(DOCUMENT SEGMENT):
####################
HIV-Tests and Labour Contracts

Posted in Advice on Oct 17, 2017

A number of questions have been submitted to me recently concerning what an employer can do to know about the health situation of his / her employees.

A leading case was decided on this in 1998 about HIV-infection; it gives also an idea on how other kinds of infection would be dealt with.

In January 1998, a well noticed judgement by a Labour Court introduced the debate on HIV-Tests in Belgian Labour Law. Some time before, Mr X, a physician, had been hired by a public centre for social aid (“CPAS”) to operate in its hospital. He was submitted to a medical check even though this was not one of the conditions for getting the job. Moreover, this check included a HIV-test but Mr X did not know this at that moment. Ten days after the medical check he was dismissed on the ground that he bore the HIV-virus. Mr X went to the court and claimed indemnity for abusive termination of his labour contract.

The Court in DENDERMONDE admitted this claim by ruling that it was legally well-founded. By this judgement, the Court established as a matter of principle that HIV-infection (and I assume any other infection) is no acceptable ground for the termination of a labour contract, unless this termination is required by risks which go along with the job in question. Indemnity was allowed to Mr X for this reason. Furthermore, the court ruled that submitting someone to a HIV-test without informing him was against medical professional rules. For the latter reason, Mr X was given an additional indemnity.

However, the debate about hiring (or not) HIV-infected persons has not ended so far. Comments which followed the aforementioned ruling show a deep division between those who advocate the non-discrimination of HIV-infected persons and Aids patients on the labour market on the one hand and those who would like to see them excluded from some “sensitive” areas like surgery. The latter opinion seem to suggest that when the risk of infection for other persons is particularly high, the HIV-infected person should be refused or excluded from the job in question. That of course supposes that the candidate employee has freely accepted to submit himself to a HIV-test.
####################
(DATA FOR REVIEW):
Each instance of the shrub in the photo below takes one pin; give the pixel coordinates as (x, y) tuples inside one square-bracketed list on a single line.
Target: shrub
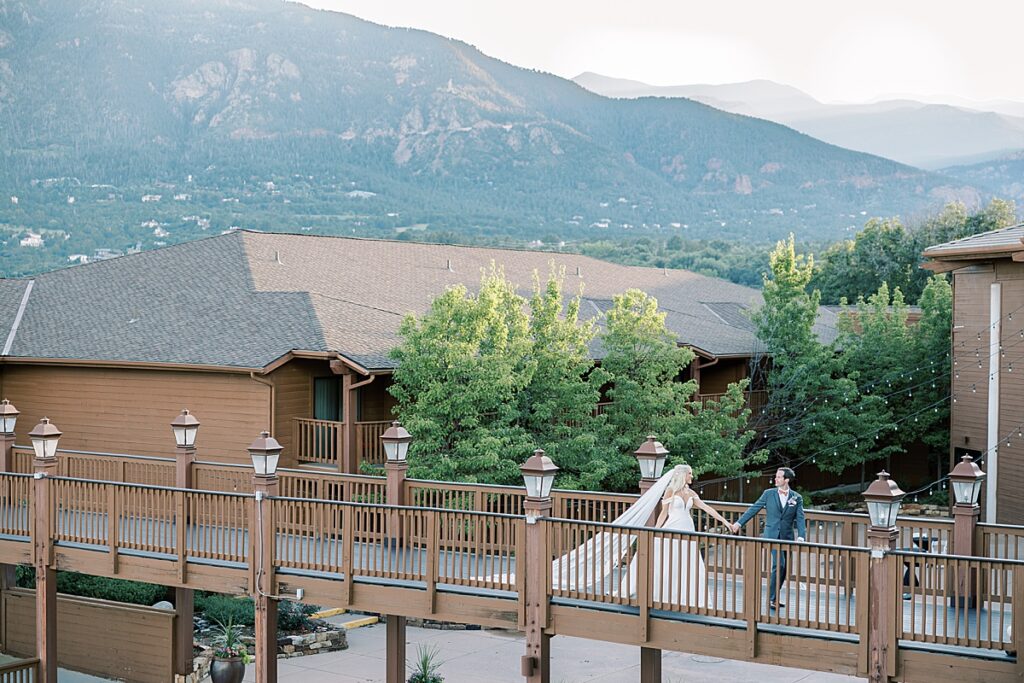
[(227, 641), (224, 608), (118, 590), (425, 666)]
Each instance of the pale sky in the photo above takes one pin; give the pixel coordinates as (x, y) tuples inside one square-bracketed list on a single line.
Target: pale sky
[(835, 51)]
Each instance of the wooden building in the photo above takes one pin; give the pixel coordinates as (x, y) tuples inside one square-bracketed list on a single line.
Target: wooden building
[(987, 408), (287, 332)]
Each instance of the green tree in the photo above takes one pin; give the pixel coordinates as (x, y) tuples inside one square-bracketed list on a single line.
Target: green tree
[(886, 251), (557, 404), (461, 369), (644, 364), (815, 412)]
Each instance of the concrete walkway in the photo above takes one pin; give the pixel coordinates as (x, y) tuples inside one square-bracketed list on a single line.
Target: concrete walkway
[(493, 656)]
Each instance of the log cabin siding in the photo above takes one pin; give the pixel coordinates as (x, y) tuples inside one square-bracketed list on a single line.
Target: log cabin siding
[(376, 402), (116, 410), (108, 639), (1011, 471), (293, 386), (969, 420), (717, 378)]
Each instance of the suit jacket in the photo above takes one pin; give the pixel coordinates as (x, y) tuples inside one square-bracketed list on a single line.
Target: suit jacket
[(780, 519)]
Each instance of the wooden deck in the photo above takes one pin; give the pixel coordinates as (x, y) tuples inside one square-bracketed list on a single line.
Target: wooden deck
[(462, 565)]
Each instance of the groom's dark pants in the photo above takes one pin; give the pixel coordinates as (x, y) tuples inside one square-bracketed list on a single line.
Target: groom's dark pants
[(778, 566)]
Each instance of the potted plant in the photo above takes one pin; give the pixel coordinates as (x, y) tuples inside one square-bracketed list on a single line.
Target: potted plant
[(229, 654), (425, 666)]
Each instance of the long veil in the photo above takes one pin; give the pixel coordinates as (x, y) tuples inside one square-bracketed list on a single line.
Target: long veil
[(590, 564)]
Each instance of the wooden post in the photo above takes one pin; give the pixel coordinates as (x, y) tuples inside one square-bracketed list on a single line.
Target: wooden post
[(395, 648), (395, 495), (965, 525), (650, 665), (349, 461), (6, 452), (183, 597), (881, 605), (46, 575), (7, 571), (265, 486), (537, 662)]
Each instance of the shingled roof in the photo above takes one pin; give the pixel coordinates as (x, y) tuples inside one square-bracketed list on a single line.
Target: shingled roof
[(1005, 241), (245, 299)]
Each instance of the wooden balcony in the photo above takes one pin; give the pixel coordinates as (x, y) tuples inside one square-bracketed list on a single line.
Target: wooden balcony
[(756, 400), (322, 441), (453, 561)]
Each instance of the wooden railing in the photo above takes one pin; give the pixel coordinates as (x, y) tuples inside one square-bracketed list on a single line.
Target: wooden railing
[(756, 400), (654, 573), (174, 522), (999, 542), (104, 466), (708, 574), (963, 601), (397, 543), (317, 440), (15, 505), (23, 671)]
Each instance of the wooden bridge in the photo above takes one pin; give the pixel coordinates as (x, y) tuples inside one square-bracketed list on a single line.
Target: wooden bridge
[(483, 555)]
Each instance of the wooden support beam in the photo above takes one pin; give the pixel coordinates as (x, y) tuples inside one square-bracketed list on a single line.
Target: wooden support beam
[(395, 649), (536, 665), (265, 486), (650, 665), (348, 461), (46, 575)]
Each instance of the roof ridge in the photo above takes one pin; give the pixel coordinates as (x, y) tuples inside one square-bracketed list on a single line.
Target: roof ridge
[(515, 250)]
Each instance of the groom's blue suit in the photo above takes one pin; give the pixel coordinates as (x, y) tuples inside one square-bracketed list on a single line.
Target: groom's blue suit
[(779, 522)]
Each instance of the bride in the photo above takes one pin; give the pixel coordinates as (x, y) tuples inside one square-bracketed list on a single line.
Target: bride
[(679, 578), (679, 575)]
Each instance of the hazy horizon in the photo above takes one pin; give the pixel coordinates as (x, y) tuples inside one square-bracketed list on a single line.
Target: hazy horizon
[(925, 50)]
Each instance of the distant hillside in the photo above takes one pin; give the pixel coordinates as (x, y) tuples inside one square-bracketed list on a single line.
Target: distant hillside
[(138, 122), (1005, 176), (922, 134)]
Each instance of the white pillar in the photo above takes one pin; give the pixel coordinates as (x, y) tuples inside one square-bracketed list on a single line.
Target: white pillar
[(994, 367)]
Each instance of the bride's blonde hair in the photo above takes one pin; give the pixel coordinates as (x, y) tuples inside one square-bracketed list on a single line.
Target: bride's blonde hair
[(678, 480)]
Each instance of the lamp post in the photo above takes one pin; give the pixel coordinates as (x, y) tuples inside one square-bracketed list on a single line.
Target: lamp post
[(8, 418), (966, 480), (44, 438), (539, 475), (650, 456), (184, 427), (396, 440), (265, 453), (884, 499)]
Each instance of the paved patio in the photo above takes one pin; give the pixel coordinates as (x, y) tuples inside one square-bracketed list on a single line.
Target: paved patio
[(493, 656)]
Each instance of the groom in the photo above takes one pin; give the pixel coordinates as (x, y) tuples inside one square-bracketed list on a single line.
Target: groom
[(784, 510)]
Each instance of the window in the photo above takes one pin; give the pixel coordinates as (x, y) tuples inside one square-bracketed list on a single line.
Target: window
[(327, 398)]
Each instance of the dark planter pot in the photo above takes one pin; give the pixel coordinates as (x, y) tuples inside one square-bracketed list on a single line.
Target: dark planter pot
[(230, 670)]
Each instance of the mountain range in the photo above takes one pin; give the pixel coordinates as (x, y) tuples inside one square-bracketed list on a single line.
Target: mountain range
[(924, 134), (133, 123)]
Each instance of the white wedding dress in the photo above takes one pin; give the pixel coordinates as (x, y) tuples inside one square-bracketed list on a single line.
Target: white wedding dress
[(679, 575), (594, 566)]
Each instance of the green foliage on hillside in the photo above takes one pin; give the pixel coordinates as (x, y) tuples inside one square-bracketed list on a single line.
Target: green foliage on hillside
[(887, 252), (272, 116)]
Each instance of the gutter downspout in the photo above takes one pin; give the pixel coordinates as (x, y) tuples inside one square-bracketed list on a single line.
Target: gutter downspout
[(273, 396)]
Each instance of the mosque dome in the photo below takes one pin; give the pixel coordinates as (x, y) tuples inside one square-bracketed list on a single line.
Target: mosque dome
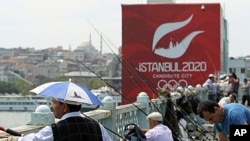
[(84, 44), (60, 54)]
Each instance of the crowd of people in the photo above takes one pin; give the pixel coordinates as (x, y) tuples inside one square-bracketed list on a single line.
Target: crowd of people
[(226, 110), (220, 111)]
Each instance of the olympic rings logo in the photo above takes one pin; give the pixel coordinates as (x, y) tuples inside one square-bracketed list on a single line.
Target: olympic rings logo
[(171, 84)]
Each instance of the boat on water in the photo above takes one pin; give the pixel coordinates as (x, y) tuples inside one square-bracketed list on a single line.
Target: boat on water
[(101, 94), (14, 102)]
####################
(WHAT YOU WILL DO):
a – In the article on HIV tests and employment contracts, why did Mr X receive an additional indemnity? Answer in one to three sentences.
b – Edit the article on HIV tests and employment contracts: rewrite the passage between "A leading case" and "his labour contract.", inclusive, with "physician" replaced by "surgeon".

(RESPONSE LIST):
a – Mr X received an additional indemnity because the court ruled that submitting someone to an HIV test without informing him was against medical professional rules. He had not known that his medical check included an HIV test.

b –
A leading case was decided on this in 1998 about HIV-infection; it gives also an idea on how other kinds of infection would be dealt with.

In January 1998, a well noticed judgement by a Labour Court introduced the debate on HIV-Tests in Belgian Labour Law. Some time before, Mr X, a surgeon, had been hired by a public centre for social aid (“CPAS”) to operate in its hospital. He was submitted to a medical check even though this was not one of the conditions for getting the job. Moreover, this check included a HIV-test but Mr X did not know this at that moment. Ten days after the medical check he was dismissed on the ground that he bore the HIV-virus. Mr X went to the court and claimed indemnity for abusive termination of his labour contract.